# start of Article
Re: subtype of enumeration type

[Jeffrey R. Carter]

Maciej Sobczak wrote:
> 
>    type Day is (Mon, Tue, Wed, Thu, Fri, Sat, Sun);
> 
> and the following standard example:
> 
>    subtype Weekday is Day range Mon .. Fri;
> 
> Now imagine that in some country children don't have to go to school on 
> Wednesdays, they go there only Monday, Tuesday, Thursday and Friday.
> 
> I want to say it in Ada.
> 
>    subtype Schoolday is Day <what goes here?>;

Nothing. You can't do it that way in Ada.

There are a number of options:

1. Use

subtype Schoolday is Weekday;

add a comment that Wed is invalid, check for Wed and raise an exception. Not 
very nice, but adheres to the practice of specifying preconditions and raising 
exceptions when they're violated.

However, using subtypes is cleaner. I much prefer

function F (A : Natural);

to

function F (A : Integer);
--# pre A >= 0;

which is often seen in SPARK.

2. Use a private type:

type Schoolday is private; -- Mon, Tue, Thu, Fri

function Is_Schoolday (Today : Weekday) return Boolean;
-- returns False if Today = Wed; True otherwise

function "+" (Right : Weekday) return Schoolday;
-- pre Right /= Wed; raise Constraint_Error if violated

function "+" (Right : Schoolday) return Weekday;

procedure Op (Today : in Schoolday);

This is similar to the previous example, but the checking only needs to be on 
the conversion function.

3. Use sets of Day; Schoolday is a set with Mon, Tue, Thu, and Fri as members.

4. Use 2 subtypes:

subtype Early_Schoolday is Day range (Mon .. Tue);
subtype Late_Schoolday  is Day range (Thu .. Fri);

What you do will depend on the requirements of your application. In general, 
there is no way to specify Day that will allow subtypes for all possible uses of 
days of the week.

-- 
Jeff Carter
"From this day on, the official language of San Marcos will be Swedish."
Bananas
28

subtypes and preconditions (was: subtype of enumeration type)

[Peter Amey]

Jeff,

Jeffrey R. Carter wrote:
[snip]
> However, using subtypes is cleaner. I much prefer
> 
> function F (A : Natural);
> 
> to
> 
> function F (A : Integer);
> --# pre A >= 0;
> 
> which is often seen in SPARK.
# end of Article
Written exercise:
Copy out the stretch of the Ada subtype thread from "procedure Op (Today" through "Fri as members.", replacing "checking" with "validation" each time it occurs.
# start of Material provided
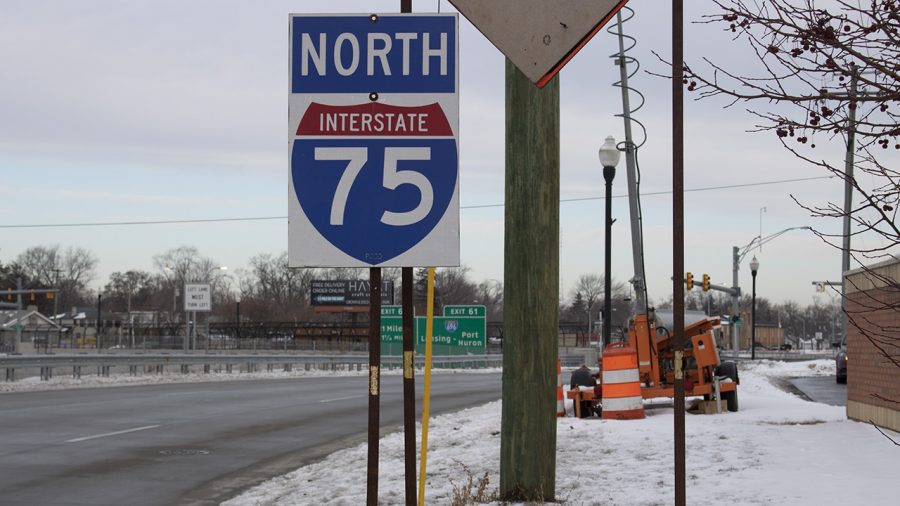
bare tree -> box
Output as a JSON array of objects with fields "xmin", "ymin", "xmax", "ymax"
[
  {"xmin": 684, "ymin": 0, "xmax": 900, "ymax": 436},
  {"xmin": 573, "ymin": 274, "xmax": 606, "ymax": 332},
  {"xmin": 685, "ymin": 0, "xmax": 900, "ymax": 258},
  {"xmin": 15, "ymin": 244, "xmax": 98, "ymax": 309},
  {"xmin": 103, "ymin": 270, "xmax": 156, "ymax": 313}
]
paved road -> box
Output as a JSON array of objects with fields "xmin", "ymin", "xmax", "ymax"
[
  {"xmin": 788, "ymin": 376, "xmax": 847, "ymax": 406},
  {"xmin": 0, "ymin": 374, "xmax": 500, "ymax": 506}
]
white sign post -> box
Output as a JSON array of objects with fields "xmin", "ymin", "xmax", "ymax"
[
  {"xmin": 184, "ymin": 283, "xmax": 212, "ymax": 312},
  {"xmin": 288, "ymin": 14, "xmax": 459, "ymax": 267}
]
# end of Material provided
# start of Material provided
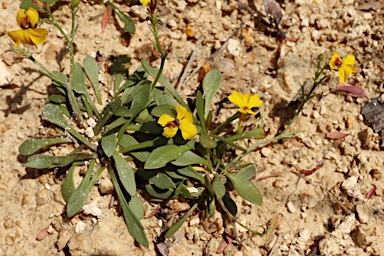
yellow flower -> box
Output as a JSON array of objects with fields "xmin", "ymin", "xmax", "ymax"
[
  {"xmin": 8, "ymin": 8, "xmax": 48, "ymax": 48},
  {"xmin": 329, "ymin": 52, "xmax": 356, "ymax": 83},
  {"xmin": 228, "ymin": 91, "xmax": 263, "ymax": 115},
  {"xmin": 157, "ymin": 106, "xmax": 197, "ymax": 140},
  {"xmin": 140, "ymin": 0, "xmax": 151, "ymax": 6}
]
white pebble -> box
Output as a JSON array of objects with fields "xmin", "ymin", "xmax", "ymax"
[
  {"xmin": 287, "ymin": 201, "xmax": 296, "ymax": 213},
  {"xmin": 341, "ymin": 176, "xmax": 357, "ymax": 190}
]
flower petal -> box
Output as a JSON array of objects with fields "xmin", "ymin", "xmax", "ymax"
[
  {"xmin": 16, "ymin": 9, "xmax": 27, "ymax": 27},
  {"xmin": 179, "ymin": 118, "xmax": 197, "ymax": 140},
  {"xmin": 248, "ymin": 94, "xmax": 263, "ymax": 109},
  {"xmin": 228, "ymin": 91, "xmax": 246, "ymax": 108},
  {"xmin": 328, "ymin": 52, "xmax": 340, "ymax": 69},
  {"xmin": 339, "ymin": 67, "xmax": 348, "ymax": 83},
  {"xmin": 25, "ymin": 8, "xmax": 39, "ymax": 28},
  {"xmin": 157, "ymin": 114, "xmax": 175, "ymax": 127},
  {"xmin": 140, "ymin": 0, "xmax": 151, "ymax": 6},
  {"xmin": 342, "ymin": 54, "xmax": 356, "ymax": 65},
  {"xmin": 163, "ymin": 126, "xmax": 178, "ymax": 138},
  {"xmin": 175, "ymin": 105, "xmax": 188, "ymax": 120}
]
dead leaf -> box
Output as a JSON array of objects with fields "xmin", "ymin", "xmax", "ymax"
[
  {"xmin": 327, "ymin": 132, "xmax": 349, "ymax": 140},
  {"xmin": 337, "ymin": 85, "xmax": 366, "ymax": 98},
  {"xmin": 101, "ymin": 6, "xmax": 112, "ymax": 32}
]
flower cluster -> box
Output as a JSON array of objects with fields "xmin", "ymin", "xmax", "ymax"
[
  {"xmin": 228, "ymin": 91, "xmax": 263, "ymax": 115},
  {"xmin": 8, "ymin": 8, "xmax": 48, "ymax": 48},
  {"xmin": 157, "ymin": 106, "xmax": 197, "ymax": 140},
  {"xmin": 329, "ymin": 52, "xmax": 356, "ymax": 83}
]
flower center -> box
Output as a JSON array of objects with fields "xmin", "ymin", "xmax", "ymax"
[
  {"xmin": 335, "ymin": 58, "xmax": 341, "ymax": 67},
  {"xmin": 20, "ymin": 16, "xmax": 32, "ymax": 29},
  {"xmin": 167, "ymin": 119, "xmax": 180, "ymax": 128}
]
# end of Material provided
# start of Material provided
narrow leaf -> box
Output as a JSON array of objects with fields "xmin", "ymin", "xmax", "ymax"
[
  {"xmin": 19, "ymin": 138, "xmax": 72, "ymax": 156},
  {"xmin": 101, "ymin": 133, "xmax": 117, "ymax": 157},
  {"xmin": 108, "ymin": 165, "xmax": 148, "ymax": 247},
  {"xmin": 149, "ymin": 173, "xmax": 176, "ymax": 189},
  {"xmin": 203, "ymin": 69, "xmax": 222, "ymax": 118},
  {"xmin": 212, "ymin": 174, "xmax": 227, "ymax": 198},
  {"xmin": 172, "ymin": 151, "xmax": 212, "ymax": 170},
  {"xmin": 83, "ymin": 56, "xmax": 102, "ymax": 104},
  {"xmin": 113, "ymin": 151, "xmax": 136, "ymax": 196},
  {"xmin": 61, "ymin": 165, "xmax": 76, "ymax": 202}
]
# end of Material provided
The reply:
procedure Op (Today : in Schoolday);

This is similar to the previous example, but the validation only needs to be on 
the conversion function.

3. Use sets of Day; Schoolday is a set with Mon, Tue, Thu, and Fri as members.